Exercise description: Each record below is to be reproduced without any change.
↓
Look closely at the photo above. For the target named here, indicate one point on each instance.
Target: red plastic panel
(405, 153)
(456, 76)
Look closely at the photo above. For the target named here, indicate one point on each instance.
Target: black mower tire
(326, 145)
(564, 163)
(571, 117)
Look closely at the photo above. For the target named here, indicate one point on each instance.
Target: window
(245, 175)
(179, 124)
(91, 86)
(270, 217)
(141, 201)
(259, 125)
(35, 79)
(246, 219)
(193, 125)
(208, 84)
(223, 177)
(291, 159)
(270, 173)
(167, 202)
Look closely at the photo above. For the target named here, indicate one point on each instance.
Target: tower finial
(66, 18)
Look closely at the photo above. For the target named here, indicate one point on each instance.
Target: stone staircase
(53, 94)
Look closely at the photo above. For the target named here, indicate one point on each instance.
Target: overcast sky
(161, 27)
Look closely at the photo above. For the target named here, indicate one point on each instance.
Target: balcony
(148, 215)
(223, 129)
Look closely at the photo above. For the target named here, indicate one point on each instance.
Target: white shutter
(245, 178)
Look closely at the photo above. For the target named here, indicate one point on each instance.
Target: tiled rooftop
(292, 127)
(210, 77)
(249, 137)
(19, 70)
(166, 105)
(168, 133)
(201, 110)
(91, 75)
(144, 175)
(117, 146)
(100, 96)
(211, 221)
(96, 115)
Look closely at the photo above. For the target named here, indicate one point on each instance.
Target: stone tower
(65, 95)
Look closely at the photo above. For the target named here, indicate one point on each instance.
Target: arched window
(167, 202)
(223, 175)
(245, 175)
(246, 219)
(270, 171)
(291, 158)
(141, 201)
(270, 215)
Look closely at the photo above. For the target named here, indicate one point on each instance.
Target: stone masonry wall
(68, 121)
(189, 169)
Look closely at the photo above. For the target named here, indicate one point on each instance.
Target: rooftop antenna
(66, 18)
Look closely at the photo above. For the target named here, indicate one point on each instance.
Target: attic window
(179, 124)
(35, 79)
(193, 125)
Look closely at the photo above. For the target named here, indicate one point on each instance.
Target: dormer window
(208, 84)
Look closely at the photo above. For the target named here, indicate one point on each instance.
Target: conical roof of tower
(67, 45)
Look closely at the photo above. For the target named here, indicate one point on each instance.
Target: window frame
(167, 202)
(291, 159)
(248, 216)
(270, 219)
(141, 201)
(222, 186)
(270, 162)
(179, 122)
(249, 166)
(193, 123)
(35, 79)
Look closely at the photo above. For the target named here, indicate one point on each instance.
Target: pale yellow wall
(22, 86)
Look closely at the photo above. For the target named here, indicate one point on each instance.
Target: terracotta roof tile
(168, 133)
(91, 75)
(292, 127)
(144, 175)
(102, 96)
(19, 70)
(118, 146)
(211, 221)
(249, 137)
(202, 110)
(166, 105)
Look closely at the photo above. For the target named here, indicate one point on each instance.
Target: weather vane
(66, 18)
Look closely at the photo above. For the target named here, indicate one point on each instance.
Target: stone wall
↑
Output for this exercise:
Look closely at the photo above. For the target named here, indicate one point on each instance.
Target: red plastic panel
(405, 153)
(456, 76)
Look closely at the photo above. For the target named here, indicate one point on each instance.
Target: black mower tire
(326, 145)
(564, 163)
(571, 117)
Look closely at the photo above. For the target named here, indicate one point on each instance.
Target: window
(245, 175)
(179, 124)
(91, 86)
(270, 217)
(141, 201)
(259, 125)
(35, 79)
(246, 219)
(193, 125)
(208, 84)
(223, 177)
(291, 159)
(270, 173)
(167, 202)
Look closely at the photo above. For the target named here, indicate one point on each instance.
Target: tower finial
(66, 18)
Look closely at the photo above. For the target named here, indicate one point on each instance.
Target: stone staircase
(53, 94)
Look closely at the photo above. For the target named here, indicate one point on each instance.
Target: overcast sky
(161, 27)
Look closely at the photo above. For the target named here, indicate one point on each instance.
Target: balcony
(148, 215)
(223, 129)
Look closely at the photo above. For the target named here, indicate one point on each instance.
Target: white shutter
(245, 178)
Look closely at the photo above. For the target named here, indicate one point on each instance.
Target: tiled rooftop
(292, 127)
(210, 77)
(249, 137)
(19, 70)
(166, 105)
(168, 133)
(201, 110)
(91, 75)
(144, 175)
(117, 146)
(100, 96)
(211, 221)
(96, 115)
Look closely at the photo above. For the target named here, indicate one point on each instance.
Target: stone tower
(65, 95)
Look closely at the photo above. For the target named here, indicate one point on each instance.
Target: arched window
(167, 202)
(223, 175)
(245, 175)
(246, 219)
(270, 171)
(291, 158)
(141, 201)
(270, 215)
Look closely at the photo above. For the target named here, indicate one point on each instance.
Target: stone masonry wall
(68, 121)
(189, 169)
Look closely at the photo above. For the target named here, indicate one point on each instance.
Target: rooftop antenna
(66, 18)
Look closely at the photo above. For the target named here, indicate one point on each instance.
Target: attic window
(179, 124)
(35, 79)
(193, 125)
Look closely at the photo above. For the target named here, indicate one point on each instance.
Target: dormer window
(208, 84)
Look closely at the photo above. For the target named here, indicate one point on each instance.
Target: conical roof of tower
(67, 45)
Look closely at the photo above. For the target named here, indicate one point on each instance.
Target: window frame
(167, 202)
(291, 159)
(248, 216)
(270, 219)
(141, 201)
(222, 186)
(270, 162)
(179, 122)
(249, 166)
(193, 123)
(35, 79)
Look closely at the photo above. For the target named here, indicate one point on each instance.
Target: pale yellow wall
(22, 86)
Look closely at the photo above. For the target named here, indicate one point on each instance.
Target: terracotta roof tile
(168, 133)
(91, 75)
(292, 127)
(144, 175)
(102, 96)
(19, 70)
(118, 146)
(211, 221)
(249, 137)
(202, 110)
(166, 105)
Look closely at the photo above. For the target named here, indicate one point on each instance.
Target: weather vane
(66, 18)
Look closely at the photo above. For the target named here, indicate one point on each instance.
Target: stone wall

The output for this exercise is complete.